What you are asked to do |
Everything from the line with "Query: eroded embankment" to the end of the data is to be retyped exactly, and nothing else.

------ Records supplied

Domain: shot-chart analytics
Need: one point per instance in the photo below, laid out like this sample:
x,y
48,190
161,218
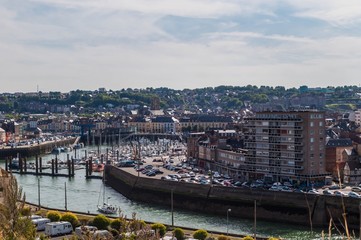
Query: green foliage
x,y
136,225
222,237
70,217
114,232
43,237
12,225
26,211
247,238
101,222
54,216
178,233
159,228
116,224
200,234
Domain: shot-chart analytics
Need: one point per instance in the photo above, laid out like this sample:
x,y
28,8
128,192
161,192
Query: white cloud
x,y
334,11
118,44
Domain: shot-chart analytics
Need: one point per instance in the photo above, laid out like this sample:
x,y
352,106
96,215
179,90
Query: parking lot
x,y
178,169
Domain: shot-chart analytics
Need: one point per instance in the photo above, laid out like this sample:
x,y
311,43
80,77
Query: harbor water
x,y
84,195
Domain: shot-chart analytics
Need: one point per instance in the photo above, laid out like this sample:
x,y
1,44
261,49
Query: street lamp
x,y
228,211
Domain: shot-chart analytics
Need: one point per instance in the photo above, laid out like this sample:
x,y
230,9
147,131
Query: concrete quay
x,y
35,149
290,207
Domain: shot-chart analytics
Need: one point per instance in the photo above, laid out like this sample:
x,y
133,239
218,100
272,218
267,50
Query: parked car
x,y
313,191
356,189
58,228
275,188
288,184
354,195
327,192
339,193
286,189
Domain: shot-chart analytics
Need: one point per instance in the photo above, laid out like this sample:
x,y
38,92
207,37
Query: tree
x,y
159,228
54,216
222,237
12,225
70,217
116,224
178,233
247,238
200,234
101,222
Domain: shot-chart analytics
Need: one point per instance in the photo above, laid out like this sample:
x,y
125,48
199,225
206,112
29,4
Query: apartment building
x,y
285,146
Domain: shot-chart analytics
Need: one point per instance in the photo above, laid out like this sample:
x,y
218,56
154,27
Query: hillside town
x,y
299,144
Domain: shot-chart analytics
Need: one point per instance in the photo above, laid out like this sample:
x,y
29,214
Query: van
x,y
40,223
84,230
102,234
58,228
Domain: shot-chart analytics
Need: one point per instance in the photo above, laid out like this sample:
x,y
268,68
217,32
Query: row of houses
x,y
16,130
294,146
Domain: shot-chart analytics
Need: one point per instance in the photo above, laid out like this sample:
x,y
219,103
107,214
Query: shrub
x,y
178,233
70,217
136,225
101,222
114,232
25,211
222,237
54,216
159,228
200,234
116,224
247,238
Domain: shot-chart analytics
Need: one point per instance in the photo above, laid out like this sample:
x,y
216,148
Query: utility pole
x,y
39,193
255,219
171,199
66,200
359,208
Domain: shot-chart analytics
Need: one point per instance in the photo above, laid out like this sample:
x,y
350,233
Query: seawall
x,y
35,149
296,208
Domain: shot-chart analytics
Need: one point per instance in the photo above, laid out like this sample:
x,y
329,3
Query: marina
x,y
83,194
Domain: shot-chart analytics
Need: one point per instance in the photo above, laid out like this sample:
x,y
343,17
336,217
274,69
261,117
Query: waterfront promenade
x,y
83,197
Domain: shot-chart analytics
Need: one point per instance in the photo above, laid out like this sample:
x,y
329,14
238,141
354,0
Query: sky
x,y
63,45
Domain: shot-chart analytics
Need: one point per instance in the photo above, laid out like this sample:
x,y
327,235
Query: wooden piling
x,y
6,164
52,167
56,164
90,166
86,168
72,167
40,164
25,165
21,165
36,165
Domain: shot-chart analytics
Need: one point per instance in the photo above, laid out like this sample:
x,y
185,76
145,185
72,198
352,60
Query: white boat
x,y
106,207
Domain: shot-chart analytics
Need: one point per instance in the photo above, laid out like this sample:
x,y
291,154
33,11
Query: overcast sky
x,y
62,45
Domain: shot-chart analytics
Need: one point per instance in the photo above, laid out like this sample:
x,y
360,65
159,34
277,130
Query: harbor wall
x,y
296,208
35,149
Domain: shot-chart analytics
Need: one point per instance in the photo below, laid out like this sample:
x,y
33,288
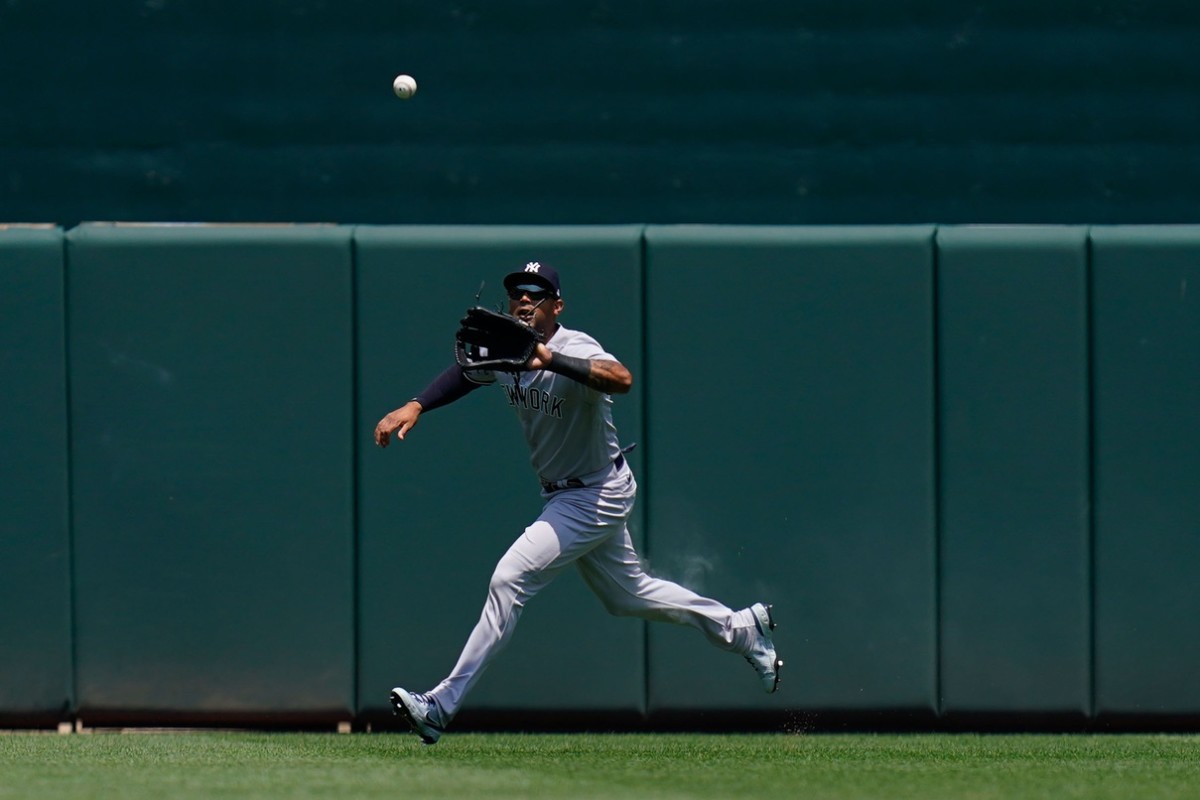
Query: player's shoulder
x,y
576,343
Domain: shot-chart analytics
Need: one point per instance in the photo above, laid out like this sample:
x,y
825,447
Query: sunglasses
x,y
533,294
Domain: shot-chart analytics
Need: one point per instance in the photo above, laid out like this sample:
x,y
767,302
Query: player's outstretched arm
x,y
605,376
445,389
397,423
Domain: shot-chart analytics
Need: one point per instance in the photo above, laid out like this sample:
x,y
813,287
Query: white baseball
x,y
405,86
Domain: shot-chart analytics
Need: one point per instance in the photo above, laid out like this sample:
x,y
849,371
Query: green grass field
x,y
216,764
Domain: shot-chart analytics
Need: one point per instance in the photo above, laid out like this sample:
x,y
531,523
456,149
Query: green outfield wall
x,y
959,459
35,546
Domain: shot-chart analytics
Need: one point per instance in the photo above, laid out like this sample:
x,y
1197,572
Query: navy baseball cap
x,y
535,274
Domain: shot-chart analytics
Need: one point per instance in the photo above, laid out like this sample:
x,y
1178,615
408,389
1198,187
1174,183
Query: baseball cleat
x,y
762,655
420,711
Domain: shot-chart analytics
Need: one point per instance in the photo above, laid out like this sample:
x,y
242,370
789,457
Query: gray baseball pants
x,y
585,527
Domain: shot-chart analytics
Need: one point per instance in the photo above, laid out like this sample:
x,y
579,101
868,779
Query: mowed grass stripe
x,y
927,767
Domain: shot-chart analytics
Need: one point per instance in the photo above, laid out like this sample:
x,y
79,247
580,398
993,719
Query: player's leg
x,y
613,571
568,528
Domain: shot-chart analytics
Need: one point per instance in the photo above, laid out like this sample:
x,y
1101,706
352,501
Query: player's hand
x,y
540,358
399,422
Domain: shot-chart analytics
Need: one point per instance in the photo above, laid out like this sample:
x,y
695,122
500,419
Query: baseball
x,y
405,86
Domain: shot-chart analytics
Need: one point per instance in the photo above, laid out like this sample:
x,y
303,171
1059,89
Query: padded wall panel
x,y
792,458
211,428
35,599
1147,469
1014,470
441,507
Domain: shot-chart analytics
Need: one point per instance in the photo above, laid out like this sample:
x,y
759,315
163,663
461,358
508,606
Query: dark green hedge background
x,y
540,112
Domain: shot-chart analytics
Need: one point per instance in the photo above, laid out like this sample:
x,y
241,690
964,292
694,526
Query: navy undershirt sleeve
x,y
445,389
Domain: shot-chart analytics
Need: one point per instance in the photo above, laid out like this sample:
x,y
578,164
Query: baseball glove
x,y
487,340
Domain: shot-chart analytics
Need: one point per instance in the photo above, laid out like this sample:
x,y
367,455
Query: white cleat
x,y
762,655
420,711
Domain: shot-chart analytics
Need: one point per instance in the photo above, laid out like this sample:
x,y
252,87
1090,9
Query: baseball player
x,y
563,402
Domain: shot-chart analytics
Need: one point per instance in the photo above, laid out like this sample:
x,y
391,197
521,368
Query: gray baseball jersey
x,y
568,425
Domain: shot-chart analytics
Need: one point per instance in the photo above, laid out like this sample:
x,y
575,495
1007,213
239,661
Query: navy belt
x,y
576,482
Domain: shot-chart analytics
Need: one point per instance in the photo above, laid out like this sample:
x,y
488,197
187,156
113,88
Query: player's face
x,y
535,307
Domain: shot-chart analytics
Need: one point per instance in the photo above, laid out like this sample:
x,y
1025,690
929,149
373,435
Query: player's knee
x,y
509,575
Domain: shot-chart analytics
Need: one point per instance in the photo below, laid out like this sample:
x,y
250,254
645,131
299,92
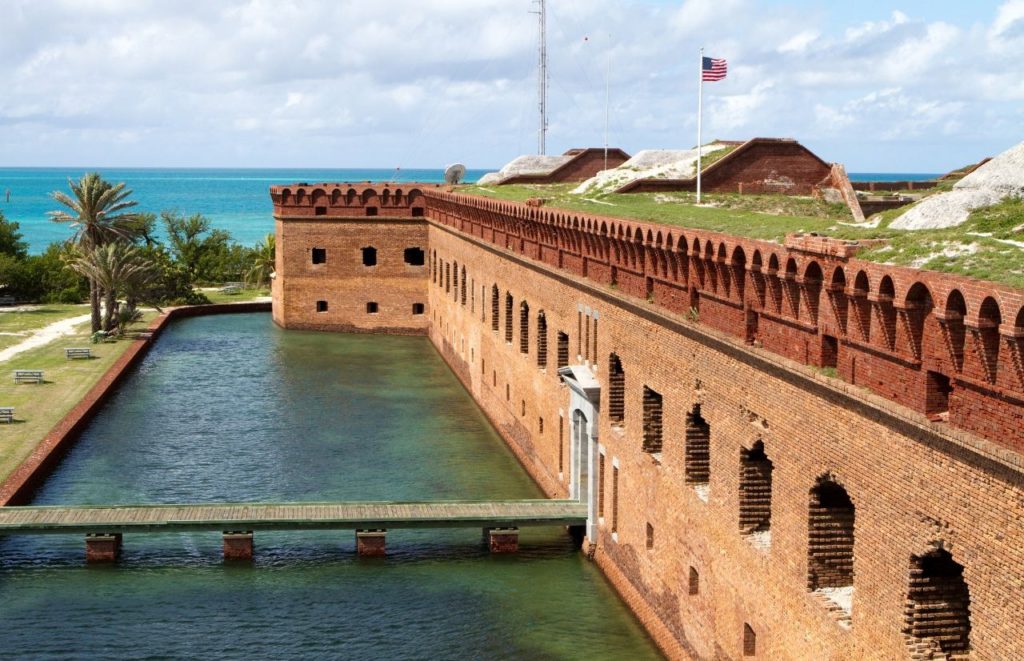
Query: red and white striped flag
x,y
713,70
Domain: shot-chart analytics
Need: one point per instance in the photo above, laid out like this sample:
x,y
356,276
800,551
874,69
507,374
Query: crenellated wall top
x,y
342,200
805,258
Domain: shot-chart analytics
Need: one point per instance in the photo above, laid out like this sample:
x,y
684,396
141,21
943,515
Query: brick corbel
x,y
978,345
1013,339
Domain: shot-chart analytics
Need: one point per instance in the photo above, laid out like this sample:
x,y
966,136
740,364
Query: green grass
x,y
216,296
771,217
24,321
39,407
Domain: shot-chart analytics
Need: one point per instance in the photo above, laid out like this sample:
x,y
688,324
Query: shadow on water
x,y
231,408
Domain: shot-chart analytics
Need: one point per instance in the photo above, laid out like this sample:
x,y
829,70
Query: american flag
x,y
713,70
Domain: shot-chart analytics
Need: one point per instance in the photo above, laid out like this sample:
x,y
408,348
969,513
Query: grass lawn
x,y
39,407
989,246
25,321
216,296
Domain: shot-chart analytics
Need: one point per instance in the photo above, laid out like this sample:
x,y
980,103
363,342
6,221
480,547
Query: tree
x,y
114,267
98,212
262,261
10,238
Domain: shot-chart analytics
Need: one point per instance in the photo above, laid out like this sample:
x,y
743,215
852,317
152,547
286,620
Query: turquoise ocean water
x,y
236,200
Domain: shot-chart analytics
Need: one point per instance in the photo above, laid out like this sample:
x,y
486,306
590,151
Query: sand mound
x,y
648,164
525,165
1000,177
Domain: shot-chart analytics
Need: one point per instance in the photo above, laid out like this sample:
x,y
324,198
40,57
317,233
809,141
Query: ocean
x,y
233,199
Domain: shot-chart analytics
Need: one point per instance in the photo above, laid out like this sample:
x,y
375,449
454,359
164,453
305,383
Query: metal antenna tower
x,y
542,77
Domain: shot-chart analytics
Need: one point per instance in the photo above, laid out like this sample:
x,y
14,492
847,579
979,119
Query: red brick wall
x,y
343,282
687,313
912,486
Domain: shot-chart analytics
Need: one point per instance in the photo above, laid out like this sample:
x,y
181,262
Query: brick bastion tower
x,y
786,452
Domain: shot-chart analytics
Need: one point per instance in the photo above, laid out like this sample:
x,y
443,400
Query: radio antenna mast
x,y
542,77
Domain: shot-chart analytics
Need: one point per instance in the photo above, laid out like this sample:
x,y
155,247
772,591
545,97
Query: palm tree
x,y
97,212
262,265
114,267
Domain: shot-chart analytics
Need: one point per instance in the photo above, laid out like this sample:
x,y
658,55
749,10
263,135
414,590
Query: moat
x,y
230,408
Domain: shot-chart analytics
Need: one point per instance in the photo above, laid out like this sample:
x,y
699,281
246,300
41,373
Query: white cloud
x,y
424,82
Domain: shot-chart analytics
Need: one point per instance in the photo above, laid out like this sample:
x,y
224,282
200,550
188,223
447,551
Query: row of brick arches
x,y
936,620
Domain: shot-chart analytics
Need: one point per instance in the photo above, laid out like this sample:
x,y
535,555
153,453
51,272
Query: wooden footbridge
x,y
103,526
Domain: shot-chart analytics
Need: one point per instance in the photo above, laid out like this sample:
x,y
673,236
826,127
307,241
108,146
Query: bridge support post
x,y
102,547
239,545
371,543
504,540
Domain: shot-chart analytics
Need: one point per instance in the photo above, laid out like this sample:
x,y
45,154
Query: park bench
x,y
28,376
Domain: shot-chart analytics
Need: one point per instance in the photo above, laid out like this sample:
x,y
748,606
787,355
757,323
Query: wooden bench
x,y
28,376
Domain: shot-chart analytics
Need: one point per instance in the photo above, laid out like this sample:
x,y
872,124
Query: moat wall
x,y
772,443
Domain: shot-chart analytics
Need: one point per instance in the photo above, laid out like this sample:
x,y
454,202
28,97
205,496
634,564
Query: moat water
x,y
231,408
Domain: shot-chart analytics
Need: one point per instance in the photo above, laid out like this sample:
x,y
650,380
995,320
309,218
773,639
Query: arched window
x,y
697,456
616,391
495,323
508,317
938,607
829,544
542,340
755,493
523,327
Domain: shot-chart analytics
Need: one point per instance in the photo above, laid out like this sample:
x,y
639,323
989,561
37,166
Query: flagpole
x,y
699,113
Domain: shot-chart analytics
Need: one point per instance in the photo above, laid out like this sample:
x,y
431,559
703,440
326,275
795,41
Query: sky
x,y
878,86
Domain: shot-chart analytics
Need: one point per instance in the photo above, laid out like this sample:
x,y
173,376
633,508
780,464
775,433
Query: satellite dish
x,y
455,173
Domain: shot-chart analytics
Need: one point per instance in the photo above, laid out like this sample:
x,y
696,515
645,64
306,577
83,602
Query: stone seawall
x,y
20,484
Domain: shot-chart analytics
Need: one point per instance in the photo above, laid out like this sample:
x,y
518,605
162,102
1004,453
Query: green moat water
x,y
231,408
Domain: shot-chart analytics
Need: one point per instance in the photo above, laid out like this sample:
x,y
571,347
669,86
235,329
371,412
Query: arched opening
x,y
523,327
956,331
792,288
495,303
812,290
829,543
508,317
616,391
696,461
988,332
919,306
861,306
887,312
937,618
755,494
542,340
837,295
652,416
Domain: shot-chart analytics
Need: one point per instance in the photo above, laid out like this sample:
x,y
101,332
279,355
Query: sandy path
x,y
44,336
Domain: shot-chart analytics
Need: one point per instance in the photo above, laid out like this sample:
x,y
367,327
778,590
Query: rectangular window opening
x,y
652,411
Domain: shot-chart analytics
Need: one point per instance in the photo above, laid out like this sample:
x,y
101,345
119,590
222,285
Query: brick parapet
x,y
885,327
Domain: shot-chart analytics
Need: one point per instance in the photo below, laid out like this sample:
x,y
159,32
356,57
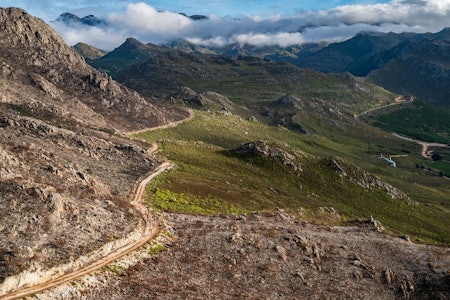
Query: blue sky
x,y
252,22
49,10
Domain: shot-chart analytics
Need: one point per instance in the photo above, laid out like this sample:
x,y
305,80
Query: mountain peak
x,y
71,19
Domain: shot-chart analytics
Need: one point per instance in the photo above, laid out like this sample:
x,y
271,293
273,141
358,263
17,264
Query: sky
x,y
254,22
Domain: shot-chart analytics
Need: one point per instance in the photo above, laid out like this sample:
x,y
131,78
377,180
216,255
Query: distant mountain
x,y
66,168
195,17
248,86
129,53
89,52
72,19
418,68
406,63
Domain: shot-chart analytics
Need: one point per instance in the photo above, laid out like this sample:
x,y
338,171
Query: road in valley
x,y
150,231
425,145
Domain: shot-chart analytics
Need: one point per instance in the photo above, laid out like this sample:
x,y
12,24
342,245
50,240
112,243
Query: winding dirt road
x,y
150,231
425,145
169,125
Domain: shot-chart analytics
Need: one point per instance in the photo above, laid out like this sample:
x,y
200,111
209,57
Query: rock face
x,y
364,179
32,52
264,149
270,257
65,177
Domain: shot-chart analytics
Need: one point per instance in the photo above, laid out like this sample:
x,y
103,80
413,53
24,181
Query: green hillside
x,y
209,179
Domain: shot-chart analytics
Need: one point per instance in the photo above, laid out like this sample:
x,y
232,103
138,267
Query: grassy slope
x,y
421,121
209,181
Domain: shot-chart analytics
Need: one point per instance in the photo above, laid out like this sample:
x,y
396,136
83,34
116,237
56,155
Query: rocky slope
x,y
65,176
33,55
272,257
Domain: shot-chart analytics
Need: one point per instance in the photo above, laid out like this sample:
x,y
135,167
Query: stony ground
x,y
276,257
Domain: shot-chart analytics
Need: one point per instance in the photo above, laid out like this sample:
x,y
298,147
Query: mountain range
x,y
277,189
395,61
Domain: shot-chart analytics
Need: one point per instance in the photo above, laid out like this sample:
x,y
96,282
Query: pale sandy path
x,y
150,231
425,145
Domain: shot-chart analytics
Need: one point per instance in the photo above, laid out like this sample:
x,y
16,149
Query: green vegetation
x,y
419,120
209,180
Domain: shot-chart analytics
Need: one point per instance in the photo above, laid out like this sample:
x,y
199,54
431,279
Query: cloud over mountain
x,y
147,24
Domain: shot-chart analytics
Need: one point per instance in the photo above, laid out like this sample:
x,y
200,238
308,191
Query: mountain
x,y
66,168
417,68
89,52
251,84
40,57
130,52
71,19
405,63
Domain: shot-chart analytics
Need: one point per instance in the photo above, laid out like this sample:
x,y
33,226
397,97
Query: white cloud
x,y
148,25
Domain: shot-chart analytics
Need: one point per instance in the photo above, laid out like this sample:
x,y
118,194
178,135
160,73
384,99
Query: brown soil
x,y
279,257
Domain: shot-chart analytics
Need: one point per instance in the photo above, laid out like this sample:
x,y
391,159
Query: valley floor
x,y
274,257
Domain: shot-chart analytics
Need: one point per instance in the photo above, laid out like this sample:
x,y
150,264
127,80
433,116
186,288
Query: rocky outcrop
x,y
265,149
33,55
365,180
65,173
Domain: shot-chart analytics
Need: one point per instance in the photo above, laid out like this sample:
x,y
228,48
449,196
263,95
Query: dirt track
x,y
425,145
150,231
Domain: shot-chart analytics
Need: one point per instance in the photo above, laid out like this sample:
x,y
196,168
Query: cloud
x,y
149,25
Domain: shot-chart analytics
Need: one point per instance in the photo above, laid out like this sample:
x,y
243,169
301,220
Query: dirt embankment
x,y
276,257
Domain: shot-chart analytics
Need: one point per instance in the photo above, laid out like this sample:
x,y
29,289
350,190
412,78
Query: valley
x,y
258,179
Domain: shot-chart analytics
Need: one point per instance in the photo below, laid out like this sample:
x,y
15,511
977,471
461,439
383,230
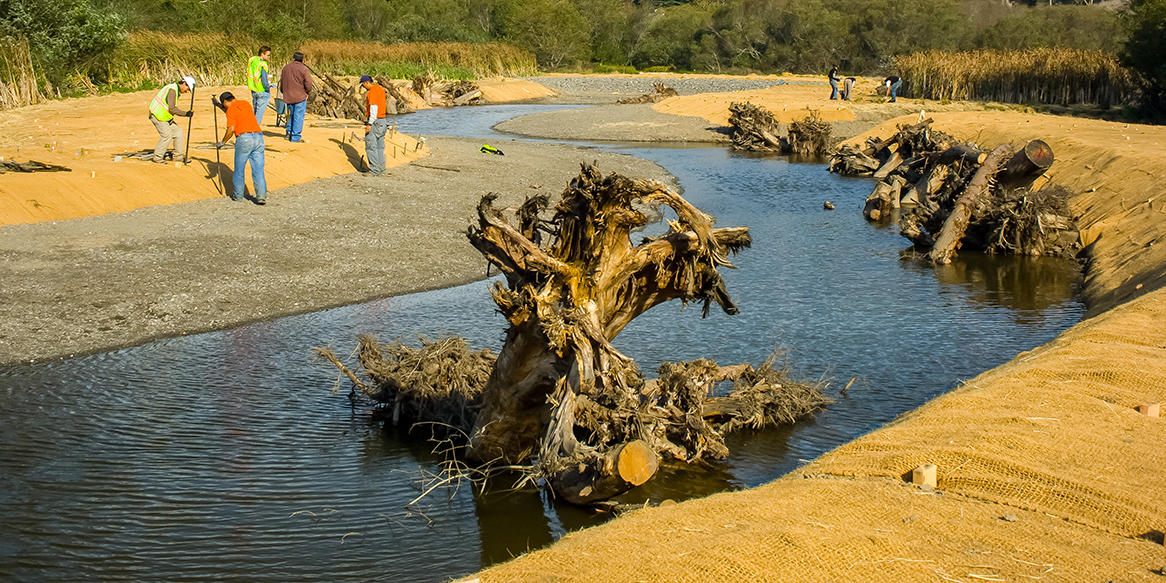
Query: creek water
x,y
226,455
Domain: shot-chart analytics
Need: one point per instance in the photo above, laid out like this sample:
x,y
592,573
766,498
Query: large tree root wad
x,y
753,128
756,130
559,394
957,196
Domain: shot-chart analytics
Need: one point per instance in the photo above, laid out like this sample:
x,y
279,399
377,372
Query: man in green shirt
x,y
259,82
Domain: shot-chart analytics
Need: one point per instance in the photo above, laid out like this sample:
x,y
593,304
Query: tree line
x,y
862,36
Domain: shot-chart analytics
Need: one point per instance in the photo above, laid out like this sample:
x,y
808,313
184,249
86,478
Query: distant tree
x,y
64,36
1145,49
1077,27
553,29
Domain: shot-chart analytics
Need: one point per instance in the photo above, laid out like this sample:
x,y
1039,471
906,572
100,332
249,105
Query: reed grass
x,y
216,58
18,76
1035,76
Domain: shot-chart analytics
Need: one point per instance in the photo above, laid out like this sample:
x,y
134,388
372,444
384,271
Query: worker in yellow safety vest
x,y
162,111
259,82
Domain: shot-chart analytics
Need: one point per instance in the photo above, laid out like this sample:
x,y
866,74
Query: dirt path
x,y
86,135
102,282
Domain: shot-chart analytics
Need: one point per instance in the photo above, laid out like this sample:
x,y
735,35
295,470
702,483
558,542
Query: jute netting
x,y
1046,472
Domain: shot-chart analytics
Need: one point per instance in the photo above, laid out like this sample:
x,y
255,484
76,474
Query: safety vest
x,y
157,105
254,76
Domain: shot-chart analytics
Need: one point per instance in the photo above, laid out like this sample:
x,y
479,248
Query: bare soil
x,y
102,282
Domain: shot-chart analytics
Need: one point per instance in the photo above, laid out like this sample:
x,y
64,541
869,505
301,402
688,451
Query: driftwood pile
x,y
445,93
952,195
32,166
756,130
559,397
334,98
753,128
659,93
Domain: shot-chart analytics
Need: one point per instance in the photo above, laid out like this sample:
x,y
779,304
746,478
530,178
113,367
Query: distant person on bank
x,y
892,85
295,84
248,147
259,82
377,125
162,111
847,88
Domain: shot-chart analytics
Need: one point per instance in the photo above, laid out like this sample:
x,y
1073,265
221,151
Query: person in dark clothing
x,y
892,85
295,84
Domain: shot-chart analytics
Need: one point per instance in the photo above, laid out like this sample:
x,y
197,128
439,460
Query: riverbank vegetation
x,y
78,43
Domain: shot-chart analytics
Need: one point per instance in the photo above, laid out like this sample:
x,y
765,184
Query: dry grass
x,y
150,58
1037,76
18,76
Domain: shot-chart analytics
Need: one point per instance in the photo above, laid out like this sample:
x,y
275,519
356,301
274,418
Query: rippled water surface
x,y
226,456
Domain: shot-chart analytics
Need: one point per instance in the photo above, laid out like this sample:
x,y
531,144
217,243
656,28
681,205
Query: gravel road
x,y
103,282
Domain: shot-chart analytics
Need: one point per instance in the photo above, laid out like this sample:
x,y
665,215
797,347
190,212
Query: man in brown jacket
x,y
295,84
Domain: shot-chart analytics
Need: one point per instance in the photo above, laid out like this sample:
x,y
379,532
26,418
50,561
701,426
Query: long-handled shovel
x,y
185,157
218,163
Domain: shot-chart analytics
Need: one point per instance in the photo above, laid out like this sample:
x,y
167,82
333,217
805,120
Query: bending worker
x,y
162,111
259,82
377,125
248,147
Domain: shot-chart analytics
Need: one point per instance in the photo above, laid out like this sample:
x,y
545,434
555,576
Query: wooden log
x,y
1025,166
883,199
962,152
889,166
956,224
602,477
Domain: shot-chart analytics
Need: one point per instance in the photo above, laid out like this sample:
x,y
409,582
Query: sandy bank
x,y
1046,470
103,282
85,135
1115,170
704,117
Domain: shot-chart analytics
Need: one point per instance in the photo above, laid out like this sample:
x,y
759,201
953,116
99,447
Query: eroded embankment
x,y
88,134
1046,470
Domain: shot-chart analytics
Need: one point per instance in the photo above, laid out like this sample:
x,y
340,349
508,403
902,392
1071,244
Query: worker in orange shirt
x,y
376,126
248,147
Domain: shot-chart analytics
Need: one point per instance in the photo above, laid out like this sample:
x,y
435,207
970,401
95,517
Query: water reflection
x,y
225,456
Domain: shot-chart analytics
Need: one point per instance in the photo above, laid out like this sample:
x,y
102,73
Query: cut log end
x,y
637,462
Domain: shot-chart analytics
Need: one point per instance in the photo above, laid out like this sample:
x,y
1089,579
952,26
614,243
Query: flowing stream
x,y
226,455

------------

Exercise result |
Query: eroded embankment
x,y
88,134
1046,470
Domain: shot-chart analytics
Need: one point per instance in the photo above, laid out like this sample:
x,y
340,349
508,403
902,392
1071,244
Query: worker in orange shirt
x,y
376,126
248,147
Domain: shot-chart analytics
Need: one point per instance in the photo above, laid out like this sample:
x,y
435,207
970,401
95,517
Query: water reflection
x,y
225,456
Domain: shot-chart analytics
Need: one point per instance in the photo above, laid out like this sample:
x,y
102,73
Query: cut log end
x,y
637,462
Domain: shot-chart analytics
Need: one point per instance in the photo above, laid out like this sample:
x,y
1089,579
952,26
614,243
Query: flowing stream
x,y
226,455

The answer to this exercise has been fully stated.